Exercise goal =>
The material below should be written out in full and exactly; pictures stay out of the copy.

Source data
************
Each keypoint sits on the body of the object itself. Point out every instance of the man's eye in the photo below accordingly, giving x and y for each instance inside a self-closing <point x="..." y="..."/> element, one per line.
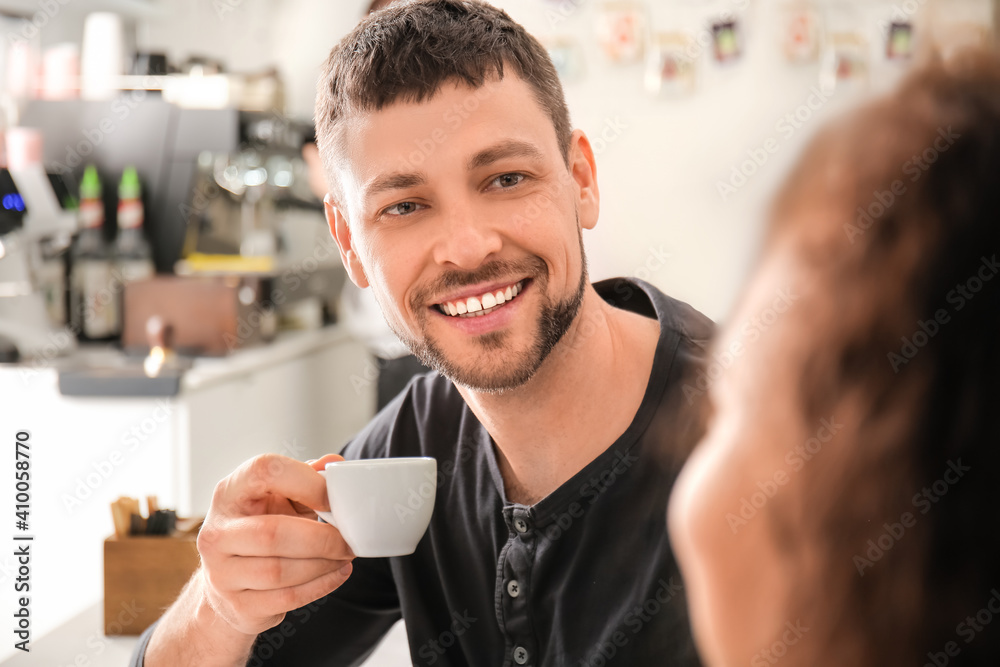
<point x="508" y="180"/>
<point x="402" y="208"/>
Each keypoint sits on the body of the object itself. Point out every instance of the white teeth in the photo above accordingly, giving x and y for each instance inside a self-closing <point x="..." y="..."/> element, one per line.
<point x="482" y="305"/>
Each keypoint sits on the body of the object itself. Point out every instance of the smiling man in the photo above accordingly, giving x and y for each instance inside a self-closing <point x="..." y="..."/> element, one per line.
<point x="556" y="412"/>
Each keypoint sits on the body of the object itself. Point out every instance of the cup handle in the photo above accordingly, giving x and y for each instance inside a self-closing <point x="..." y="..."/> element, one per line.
<point x="326" y="516"/>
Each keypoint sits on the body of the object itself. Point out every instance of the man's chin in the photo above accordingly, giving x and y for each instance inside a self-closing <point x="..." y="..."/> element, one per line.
<point x="496" y="369"/>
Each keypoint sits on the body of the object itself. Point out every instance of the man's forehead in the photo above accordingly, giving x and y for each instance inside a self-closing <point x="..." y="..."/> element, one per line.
<point x="408" y="136"/>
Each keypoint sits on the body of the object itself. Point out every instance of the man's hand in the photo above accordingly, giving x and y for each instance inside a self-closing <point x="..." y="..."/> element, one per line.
<point x="263" y="552"/>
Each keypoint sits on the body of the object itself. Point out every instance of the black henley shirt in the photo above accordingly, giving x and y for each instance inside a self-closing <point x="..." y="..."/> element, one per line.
<point x="583" y="578"/>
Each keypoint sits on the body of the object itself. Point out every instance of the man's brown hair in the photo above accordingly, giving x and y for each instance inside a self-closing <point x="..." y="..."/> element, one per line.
<point x="407" y="51"/>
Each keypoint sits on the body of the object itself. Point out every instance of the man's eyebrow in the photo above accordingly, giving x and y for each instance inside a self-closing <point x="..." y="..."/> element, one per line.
<point x="393" y="181"/>
<point x="505" y="149"/>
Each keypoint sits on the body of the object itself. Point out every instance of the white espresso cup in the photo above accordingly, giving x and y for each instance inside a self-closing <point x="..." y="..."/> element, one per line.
<point x="381" y="507"/>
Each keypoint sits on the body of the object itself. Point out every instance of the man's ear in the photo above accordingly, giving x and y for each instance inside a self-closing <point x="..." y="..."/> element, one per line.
<point x="583" y="169"/>
<point x="341" y="231"/>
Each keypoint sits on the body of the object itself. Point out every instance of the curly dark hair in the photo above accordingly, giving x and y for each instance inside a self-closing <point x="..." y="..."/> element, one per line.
<point x="906" y="342"/>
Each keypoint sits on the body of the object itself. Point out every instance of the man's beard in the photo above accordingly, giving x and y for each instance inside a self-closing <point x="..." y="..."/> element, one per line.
<point x="508" y="370"/>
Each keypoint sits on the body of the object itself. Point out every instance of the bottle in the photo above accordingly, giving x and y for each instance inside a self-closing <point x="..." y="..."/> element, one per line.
<point x="94" y="313"/>
<point x="133" y="257"/>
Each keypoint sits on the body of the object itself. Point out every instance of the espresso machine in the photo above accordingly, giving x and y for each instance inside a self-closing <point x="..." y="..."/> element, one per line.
<point x="36" y="223"/>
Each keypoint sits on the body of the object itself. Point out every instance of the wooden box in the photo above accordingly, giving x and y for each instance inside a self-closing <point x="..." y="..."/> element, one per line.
<point x="142" y="577"/>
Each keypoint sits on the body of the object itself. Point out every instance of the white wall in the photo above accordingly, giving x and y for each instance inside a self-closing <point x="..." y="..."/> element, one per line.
<point x="658" y="176"/>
************
Answer below =>
Each keypoint sits on the body of the object itself. Point out every instance of the man's eye in the photo below accordingly, giving x and y for each instance inside a self-closing <point x="..." y="..."/> element, one per line.
<point x="508" y="180"/>
<point x="402" y="208"/>
Each keypoint sits on the body of the object itself. Point out every instance of the white teeth in the photo above accordingly, giving x and y for each instance inside a self-closing <point x="..." y="..."/> element, one per line.
<point x="482" y="305"/>
Each keypoint sits on the body of the object itself. Point out every instance of the smiling man in the photo above accordingly, giving x and y for each instance inside a self-closing <point x="..." y="..."/> element, one per line.
<point x="556" y="412"/>
Each keypoint sits on the body of the object itself. Point out every instance of the cup handle in the photo above accordingly, giving x and y for each instance inside a self-closing <point x="..." y="..."/> element, one per line.
<point x="326" y="516"/>
Each keypoint sits on the body of the object itself. Point out every instance of the man's chin in the photo above accordingly, giving x and y for each instance inside a self-closing <point x="..." y="..."/> element, one per line.
<point x="496" y="369"/>
Each keypoint sits on the body of the object itself. Point out every instance of the man's forehead in the photo above accordingly, giving x and y for each instance inside a self-closing <point x="..." y="..."/> element, one per line.
<point x="408" y="136"/>
Each keypoint sits on the body of the object itself. Point out every instance of the man's hand in the photo above accordingly, giving x and y for each instance inside a self-closing <point x="..." y="..."/> element, one per line.
<point x="263" y="552"/>
Each keypoint sits on the body of the object itself. Point out every instance of the black henley shirt in the photo above accordingly, giving x and y for each instance inside a self-closing <point x="..." y="..."/> element, one per line.
<point x="583" y="578"/>
Each keypoint sits on the body of the object itself. Point out every instance of the man's brown hair in the photo above accordingly, giving x and y for each instance inside a self-closing <point x="..." y="..."/> element, one per line.
<point x="407" y="51"/>
Each keypoint sits on the body of the object itself. Point out every instance of the man's eyebrow in the photo above accordingly, giving x and y for each instance inside a self-closing <point x="..." y="..."/> element, one per line.
<point x="393" y="181"/>
<point x="505" y="149"/>
Each keypoint sits on the body of the object itself. Point out every instance of the white espresso cup in the photo above accordingly, giving x and y for each instance inside a self-closing <point x="..." y="..."/> element, one per line.
<point x="381" y="507"/>
Each keypoint sits on the body of the object itself. Point out every instance of the man's ear in the photo above accordingly, giving x and y for each instance inside a self-closing <point x="..." y="..."/> element, one per line.
<point x="583" y="169"/>
<point x="341" y="231"/>
Each keypoint sits on the body of the object itself. Point out every instance of the curly dark hair in the photo above accordingly, giving x and y for each instance inside a self-closing <point x="..." y="..."/> element, one per line.
<point x="906" y="342"/>
Each keypoint sits on the body of the object itself. Point out every instance of the man's beard in the photo above accordingly, giving x and y for each instance inside a self-closing <point x="..." y="..."/> element, one per line.
<point x="508" y="370"/>
Each keypoint sits on the body of the object itself. Point out every instance of the bottle in the photo above accordingly, giving x and y for each instance inside a self-closing <point x="..." y="..."/> element, one per line.
<point x="94" y="313"/>
<point x="133" y="257"/>
Each keypoint sits on the body of the object itself. Point out every instance of the espresso machine in the photo above accordingly, giving x and y for each instance inside a self-closing <point x="..." y="..."/> element, one per line.
<point x="36" y="223"/>
Each keypoint sits on the body of the object itself. Point out every instance of the wooden box in the photo above accordingly, giving x and y for each instance inside a self-closing <point x="..." y="..."/> element, one per line.
<point x="142" y="577"/>
Each keypoint sits on the body of the object itself. Point out every instance of the white wall in the photo above accordingly, giving x and y for each instance inside a self-closing <point x="..." y="..."/> element, one per line.
<point x="658" y="176"/>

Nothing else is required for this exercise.